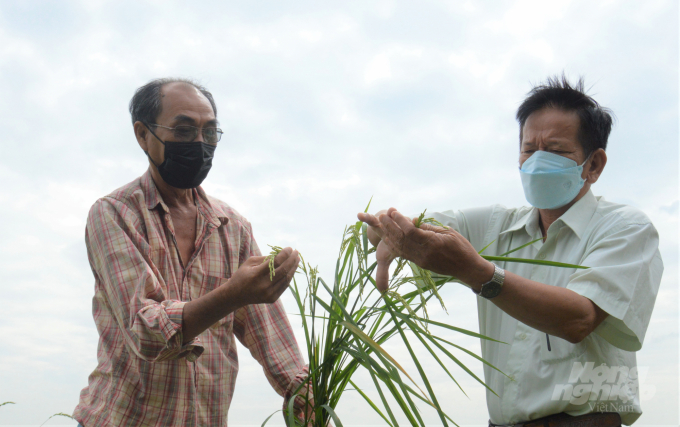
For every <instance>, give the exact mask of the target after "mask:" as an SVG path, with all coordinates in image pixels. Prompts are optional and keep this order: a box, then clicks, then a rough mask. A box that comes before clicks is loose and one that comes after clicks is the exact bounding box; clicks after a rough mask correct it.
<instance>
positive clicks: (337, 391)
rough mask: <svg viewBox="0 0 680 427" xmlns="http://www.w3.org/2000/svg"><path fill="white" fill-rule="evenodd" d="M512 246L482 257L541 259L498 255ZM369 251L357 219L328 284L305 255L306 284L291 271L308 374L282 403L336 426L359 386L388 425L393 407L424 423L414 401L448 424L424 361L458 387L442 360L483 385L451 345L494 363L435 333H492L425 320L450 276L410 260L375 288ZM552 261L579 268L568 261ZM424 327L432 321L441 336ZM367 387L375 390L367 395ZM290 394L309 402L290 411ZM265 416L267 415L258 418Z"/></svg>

--

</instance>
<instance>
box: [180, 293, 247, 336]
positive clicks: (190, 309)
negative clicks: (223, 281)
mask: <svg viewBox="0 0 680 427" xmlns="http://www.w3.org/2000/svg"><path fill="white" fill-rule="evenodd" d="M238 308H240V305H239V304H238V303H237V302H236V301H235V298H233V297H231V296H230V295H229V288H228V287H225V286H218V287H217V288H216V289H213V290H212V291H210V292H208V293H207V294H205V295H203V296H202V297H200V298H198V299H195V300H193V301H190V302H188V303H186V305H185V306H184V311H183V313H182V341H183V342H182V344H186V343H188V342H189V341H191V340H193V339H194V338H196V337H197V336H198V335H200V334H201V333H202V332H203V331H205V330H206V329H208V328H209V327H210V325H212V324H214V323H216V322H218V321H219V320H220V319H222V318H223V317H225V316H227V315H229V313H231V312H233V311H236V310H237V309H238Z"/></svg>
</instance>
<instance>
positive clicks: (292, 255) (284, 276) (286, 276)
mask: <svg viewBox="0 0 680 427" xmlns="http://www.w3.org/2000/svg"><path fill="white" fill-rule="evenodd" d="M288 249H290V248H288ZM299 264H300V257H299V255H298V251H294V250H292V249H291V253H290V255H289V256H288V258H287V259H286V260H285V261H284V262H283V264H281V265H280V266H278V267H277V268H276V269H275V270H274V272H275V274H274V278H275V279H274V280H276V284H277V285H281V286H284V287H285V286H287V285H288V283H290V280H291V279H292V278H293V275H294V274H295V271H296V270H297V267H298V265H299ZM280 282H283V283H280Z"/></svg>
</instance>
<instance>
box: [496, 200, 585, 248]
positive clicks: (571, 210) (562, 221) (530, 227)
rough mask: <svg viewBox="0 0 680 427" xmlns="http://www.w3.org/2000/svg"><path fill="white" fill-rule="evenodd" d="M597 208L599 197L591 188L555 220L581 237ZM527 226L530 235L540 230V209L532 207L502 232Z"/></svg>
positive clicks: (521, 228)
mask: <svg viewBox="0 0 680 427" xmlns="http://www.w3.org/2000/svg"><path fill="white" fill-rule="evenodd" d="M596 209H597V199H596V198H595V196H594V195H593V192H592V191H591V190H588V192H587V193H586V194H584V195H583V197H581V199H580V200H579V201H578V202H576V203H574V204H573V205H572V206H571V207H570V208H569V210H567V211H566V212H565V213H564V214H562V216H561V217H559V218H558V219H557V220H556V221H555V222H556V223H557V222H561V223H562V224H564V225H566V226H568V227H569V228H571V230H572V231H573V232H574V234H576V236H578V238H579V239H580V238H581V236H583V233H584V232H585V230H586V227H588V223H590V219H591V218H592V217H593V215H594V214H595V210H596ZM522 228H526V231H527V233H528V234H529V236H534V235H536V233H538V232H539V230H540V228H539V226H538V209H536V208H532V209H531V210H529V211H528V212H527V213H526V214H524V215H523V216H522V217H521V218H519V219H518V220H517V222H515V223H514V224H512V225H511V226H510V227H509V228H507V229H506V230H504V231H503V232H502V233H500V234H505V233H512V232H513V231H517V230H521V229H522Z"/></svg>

---

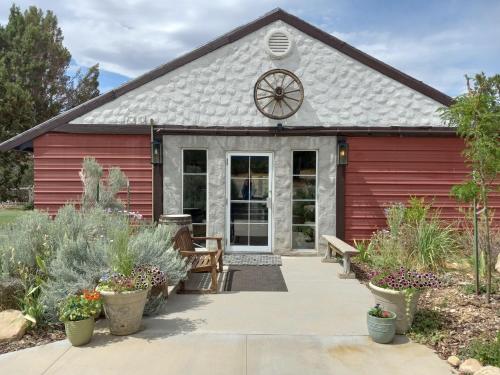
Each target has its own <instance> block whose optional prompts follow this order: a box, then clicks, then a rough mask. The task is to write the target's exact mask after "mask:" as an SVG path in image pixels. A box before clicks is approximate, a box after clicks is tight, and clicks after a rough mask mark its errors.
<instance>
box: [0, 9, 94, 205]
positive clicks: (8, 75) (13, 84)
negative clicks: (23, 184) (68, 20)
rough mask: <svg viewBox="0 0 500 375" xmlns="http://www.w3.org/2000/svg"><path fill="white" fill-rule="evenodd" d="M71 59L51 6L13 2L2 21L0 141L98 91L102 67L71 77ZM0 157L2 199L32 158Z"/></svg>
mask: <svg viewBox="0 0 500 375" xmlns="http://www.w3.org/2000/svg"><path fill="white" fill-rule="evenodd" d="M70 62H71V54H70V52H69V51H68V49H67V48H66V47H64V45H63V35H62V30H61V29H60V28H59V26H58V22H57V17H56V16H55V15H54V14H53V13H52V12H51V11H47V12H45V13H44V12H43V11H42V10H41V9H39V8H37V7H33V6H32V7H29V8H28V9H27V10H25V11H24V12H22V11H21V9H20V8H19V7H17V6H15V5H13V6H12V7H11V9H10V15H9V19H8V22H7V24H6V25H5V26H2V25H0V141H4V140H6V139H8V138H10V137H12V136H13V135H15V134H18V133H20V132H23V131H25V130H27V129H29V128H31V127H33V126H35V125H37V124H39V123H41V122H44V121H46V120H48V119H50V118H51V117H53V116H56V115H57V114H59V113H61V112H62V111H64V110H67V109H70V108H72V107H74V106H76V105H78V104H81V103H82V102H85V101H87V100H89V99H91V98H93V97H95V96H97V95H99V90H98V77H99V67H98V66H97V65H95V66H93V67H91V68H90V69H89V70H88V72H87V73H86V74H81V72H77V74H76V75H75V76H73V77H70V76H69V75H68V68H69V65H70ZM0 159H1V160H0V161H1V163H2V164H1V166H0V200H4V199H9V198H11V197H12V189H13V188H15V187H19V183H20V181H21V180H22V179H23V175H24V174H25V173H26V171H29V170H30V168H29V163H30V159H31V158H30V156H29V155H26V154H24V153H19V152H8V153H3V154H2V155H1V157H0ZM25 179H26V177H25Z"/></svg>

### EXERCISE INSTRUCTIONS
From the records above, repeat exactly the lines from the one with "For every <instance>, give" through the one with "positive clicks: (337, 391)", both included.

### RESPONSE
For every <instance>, give the exact mask of the target after "mask:" as an SVG path, with all coordinates in image pixels. Prompts are optional and keep this order: a box, then clicks, then a rough mask. A box that comes before clicks is loose and one that comes after clicks is the exact bounding box; clicks after a rough mask correct it.
<instance>
positive clicks: (337, 391)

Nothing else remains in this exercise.